[WHAT YOU WILL DO]: Among the entries below, how many lines include the word "shrub"? Reply with only the number.

===============

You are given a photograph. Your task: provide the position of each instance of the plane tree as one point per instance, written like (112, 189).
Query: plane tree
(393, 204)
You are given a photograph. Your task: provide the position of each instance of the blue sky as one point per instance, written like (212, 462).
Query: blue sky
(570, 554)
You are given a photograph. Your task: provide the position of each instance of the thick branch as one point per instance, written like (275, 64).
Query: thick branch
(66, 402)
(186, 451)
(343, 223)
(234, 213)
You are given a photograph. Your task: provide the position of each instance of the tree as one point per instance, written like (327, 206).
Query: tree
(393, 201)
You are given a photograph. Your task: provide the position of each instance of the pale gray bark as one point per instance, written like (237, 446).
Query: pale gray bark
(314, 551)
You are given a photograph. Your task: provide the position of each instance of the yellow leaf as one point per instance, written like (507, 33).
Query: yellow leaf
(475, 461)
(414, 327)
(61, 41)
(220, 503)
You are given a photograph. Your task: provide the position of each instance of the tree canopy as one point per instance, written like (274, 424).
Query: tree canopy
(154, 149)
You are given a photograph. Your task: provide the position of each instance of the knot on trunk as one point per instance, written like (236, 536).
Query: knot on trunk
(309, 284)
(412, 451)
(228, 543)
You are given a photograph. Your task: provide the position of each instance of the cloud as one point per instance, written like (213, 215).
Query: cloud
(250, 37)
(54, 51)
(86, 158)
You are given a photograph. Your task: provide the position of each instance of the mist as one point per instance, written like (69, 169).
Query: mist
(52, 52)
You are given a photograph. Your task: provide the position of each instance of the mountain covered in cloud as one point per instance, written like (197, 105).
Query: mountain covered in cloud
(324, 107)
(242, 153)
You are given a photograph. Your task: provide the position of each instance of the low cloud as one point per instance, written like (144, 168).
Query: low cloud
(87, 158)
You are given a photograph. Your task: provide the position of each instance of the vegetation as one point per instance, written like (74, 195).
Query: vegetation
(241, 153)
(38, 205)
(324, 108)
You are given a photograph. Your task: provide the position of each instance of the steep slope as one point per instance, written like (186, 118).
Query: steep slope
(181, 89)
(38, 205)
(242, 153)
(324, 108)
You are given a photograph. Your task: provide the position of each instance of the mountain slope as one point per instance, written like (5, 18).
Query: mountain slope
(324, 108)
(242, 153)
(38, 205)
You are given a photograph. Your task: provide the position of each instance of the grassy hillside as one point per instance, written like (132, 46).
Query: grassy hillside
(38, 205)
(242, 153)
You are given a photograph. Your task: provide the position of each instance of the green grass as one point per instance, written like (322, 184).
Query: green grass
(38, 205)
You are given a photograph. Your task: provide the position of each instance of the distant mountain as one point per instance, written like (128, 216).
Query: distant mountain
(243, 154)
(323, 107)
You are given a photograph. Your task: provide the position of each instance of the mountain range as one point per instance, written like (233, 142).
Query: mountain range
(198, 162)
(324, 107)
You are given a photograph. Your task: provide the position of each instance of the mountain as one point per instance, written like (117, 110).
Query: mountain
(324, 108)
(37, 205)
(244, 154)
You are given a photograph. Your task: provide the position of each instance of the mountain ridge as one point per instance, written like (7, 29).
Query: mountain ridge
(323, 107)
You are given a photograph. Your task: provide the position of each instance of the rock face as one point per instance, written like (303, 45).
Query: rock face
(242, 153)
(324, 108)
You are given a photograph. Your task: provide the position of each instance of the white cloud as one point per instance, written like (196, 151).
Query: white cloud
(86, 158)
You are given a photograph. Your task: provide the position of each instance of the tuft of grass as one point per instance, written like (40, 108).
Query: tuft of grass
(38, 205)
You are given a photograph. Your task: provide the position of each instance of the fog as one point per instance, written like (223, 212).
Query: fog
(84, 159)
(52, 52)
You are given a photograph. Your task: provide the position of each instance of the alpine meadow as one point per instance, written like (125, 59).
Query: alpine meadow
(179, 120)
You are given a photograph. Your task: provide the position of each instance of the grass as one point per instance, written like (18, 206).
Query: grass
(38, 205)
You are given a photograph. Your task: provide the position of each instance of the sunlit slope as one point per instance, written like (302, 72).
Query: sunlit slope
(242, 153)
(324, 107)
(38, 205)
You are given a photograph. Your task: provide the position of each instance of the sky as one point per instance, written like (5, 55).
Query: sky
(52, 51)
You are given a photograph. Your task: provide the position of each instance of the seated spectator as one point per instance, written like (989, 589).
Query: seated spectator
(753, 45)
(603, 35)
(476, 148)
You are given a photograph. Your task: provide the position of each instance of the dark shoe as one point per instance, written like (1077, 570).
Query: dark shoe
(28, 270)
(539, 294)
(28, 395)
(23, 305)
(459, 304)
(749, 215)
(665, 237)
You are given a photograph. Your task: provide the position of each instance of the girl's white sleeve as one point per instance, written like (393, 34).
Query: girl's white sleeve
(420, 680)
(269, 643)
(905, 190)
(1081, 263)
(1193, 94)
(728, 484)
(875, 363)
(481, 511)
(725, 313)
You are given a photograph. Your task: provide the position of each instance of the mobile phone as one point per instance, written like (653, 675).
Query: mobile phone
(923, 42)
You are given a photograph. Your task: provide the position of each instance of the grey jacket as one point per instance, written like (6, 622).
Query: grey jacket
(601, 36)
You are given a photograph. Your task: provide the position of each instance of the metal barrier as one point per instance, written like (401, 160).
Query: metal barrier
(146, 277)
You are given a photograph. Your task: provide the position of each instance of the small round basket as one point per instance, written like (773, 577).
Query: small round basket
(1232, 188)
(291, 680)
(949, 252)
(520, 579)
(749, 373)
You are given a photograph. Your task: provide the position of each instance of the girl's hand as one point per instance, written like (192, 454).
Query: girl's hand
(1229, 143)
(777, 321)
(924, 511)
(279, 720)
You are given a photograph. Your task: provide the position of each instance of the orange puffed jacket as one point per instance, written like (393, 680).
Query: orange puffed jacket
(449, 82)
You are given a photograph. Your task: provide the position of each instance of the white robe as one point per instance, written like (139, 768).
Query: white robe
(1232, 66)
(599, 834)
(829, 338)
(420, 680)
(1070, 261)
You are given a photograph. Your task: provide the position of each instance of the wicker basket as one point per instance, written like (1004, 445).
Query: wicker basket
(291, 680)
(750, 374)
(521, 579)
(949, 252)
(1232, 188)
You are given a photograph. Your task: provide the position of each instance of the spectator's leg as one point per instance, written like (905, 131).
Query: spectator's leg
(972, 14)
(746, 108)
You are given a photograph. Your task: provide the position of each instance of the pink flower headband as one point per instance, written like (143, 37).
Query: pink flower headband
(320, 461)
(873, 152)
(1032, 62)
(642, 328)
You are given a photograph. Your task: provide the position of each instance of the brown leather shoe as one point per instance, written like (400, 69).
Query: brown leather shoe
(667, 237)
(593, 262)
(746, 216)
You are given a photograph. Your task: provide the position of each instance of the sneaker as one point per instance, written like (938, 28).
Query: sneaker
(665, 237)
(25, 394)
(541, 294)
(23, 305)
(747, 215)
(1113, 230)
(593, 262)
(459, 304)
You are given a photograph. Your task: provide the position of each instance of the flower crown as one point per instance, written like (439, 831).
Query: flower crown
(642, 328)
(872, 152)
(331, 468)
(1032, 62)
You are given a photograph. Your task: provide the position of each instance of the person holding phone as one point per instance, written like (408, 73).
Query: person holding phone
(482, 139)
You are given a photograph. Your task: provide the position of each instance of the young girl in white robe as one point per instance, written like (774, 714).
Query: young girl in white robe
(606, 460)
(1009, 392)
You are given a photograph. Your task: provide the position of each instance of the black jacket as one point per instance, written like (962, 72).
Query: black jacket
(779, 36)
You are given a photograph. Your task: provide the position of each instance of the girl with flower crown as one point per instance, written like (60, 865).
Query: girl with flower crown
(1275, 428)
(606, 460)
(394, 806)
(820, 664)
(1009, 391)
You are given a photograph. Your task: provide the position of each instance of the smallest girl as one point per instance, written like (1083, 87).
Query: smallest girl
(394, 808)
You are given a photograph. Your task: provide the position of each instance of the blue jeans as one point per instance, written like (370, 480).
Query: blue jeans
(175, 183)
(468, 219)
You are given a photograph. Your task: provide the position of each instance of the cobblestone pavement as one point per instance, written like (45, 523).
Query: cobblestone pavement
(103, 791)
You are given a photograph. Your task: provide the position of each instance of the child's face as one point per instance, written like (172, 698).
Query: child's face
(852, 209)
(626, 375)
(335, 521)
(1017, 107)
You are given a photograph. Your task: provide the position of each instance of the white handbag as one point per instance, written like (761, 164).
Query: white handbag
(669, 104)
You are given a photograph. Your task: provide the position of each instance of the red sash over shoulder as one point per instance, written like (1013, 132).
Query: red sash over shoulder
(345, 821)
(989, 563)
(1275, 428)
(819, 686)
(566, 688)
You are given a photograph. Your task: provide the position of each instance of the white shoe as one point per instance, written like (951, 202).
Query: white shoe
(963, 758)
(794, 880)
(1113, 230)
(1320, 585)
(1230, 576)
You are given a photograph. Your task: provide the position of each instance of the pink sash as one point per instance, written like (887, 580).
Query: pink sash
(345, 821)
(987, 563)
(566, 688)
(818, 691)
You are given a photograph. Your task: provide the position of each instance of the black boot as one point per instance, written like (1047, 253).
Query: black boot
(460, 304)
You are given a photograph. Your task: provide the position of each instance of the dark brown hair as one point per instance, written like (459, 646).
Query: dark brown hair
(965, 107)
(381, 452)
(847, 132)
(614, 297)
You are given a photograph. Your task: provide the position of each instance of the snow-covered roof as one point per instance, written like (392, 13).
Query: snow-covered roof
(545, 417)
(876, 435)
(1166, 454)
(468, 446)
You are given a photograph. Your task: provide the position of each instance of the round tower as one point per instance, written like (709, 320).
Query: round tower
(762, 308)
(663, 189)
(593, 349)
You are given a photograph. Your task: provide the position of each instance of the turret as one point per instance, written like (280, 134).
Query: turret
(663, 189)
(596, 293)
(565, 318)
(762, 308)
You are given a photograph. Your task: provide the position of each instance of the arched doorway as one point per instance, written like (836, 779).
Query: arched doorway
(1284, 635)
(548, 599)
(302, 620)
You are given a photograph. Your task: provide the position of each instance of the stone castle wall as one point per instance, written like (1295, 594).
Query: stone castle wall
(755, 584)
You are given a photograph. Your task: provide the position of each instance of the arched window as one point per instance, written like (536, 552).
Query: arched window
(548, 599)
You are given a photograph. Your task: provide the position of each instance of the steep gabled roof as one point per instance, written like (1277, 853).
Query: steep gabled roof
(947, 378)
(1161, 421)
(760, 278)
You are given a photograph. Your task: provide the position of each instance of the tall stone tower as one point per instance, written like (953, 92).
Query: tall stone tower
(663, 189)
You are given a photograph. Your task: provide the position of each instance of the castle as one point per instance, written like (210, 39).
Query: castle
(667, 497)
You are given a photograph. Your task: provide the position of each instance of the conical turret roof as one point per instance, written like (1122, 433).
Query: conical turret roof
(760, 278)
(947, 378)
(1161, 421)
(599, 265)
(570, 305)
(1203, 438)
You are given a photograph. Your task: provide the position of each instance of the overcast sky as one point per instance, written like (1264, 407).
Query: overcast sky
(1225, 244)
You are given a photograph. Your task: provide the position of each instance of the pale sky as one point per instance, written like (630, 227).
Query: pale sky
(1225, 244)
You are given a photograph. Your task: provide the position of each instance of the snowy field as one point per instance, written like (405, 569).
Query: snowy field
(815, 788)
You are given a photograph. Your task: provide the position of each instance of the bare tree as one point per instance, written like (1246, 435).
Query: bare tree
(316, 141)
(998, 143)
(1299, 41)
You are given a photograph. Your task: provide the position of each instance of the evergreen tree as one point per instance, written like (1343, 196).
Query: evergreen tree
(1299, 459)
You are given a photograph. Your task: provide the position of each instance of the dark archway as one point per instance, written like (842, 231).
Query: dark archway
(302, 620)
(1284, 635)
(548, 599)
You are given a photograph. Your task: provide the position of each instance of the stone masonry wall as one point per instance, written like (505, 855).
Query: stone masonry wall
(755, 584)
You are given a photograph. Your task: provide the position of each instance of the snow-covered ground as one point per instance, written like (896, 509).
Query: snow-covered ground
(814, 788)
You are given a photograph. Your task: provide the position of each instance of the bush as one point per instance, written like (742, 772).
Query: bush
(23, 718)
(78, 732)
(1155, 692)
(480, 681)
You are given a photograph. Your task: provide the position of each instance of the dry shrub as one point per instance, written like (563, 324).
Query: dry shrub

===============

[RESULT]: 2